--- Records shown ---
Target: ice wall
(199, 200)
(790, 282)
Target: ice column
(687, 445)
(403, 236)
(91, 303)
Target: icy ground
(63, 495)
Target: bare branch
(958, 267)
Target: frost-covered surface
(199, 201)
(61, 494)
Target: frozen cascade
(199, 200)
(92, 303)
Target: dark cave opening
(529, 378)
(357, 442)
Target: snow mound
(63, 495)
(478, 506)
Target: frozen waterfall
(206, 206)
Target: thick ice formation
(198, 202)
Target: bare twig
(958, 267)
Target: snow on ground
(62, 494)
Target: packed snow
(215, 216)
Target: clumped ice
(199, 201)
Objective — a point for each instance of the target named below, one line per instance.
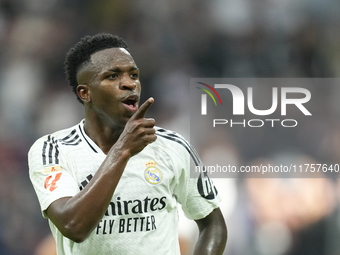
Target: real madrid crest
(152, 174)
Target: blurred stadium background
(172, 41)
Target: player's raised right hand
(138, 131)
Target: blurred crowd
(171, 42)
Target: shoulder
(171, 140)
(53, 141)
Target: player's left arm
(212, 234)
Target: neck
(103, 133)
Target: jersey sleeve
(194, 191)
(50, 173)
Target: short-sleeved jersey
(142, 216)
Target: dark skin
(110, 89)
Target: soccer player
(111, 184)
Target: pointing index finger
(143, 108)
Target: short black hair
(82, 51)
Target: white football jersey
(142, 216)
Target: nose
(127, 83)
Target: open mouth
(131, 103)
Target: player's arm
(212, 234)
(77, 216)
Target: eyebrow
(118, 69)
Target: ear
(84, 93)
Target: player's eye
(135, 75)
(113, 76)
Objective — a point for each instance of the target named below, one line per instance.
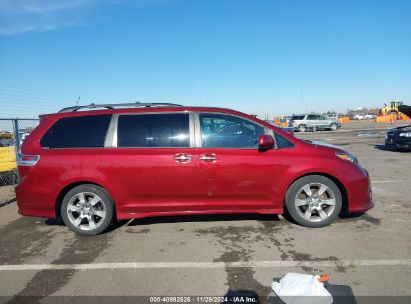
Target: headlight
(406, 134)
(347, 156)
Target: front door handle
(208, 157)
(183, 158)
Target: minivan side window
(77, 132)
(153, 130)
(227, 131)
(282, 142)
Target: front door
(233, 173)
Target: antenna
(305, 104)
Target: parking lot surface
(370, 254)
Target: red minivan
(92, 165)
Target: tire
(313, 211)
(87, 209)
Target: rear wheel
(87, 210)
(313, 201)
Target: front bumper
(360, 194)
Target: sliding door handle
(208, 157)
(183, 158)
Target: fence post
(16, 141)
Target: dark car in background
(400, 138)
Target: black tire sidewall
(108, 202)
(297, 185)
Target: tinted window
(282, 142)
(297, 117)
(226, 131)
(77, 132)
(153, 130)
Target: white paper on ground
(297, 288)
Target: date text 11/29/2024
(250, 298)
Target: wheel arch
(340, 185)
(70, 186)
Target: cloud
(22, 16)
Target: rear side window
(282, 142)
(297, 117)
(153, 130)
(77, 132)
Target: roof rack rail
(116, 105)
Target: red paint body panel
(149, 182)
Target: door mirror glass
(266, 142)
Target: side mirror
(266, 142)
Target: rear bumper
(398, 143)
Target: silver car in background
(303, 122)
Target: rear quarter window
(77, 132)
(297, 117)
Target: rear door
(150, 161)
(233, 174)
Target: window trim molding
(112, 133)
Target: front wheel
(313, 201)
(87, 210)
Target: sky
(265, 57)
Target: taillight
(27, 160)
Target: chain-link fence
(13, 131)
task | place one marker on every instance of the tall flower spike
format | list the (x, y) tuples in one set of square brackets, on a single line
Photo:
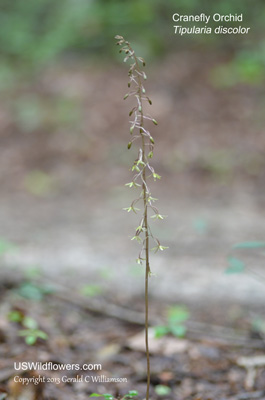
---
■ **About this task**:
For your answer, write out the data exactly and drop every picture.

■ **Solution to the problem**:
Target: ice wall
(199, 200)
(790, 282)
Target: ice column
(687, 445)
(403, 236)
(91, 303)
Target: icy ground
(63, 495)
Target: bare branch
(958, 267)
Target: frost-covered surface
(199, 201)
(61, 494)
Target: frozen cascade
(199, 200)
(92, 303)
Target: dark cave opening
(529, 378)
(357, 442)
Target: snow mound
(63, 495)
(478, 506)
Target: frozen waterfall
(206, 206)
Target: thick ice formation
(198, 202)
Target: bare twig
(958, 267)
Target: snow on ground
(62, 494)
Target: packed snow
(215, 216)
Target: clumped ice
(199, 201)
Objective — a point for each instance of the target named below, one line per instance.
Target: real madrid crest
(152, 174)
Target: blurred stadium background
(172, 41)
Target: player's raised right hand
(138, 131)
Target: blurred crowd
(171, 42)
Target: shoulder
(171, 140)
(53, 141)
Target: player's left arm
(212, 234)
Target: neck
(103, 133)
Target: jersey sleeve
(194, 191)
(50, 173)
Target: short-sleeved jersey
(142, 216)
Target: dark skin
(110, 89)
Target: soccer player
(111, 184)
Target: pointing index finger
(143, 108)
Target: short black hair
(82, 51)
Target: white football jersey
(142, 216)
Target: nose
(127, 83)
Target: open mouth
(131, 103)
Target: player's arm
(212, 234)
(77, 216)
Target: eyebrow
(118, 69)
Target: ear
(84, 93)
Target: player's eye
(135, 75)
(113, 76)
Objective — a point for each instance of the target named below, one line per instance.
Target: headlight
(406, 134)
(347, 156)
Target: front door handle
(208, 157)
(183, 158)
Target: minivan side window
(77, 132)
(153, 130)
(227, 131)
(282, 142)
Target: front door
(233, 173)
Target: antenna
(305, 104)
Target: parking lot surface
(370, 254)
Target: red minivan
(92, 165)
Target: tire
(313, 211)
(87, 209)
Target: rear wheel
(87, 210)
(313, 201)
Target: front bumper
(360, 194)
Target: sliding door handle
(208, 157)
(183, 158)
Target: fence post
(16, 141)
Target: dark car in background
(400, 138)
Target: black tire sidewall
(108, 202)
(297, 185)
Target: tinted window
(282, 142)
(297, 117)
(226, 131)
(77, 132)
(153, 130)
Target: white paper on ground
(297, 288)
Target: date text 11/29/2024
(250, 298)
Target: wheel arch
(340, 185)
(70, 186)
Target: cloud
(22, 16)
Target: rear side window
(282, 142)
(297, 117)
(153, 130)
(77, 132)
Target: roof rack rail
(116, 105)
Target: red paint body panel
(149, 182)
Target: door mirror glass
(266, 142)
Target: side mirror
(266, 142)
Target: rear bumper
(398, 143)
Target: silver car in background
(303, 122)
Target: rear quarter window
(77, 132)
(297, 117)
Target: rear door
(150, 161)
(233, 174)
Target: window trim molding
(112, 133)
Target: front wheel
(313, 201)
(87, 210)
Target: sky
(265, 57)
Target: taillight
(27, 160)
Target: chain-link fence
(13, 131)
task | place one marker on every instance of the tall flower spike
format | list the (x, y) tuples in one set of square brackets, on a single line
Photo:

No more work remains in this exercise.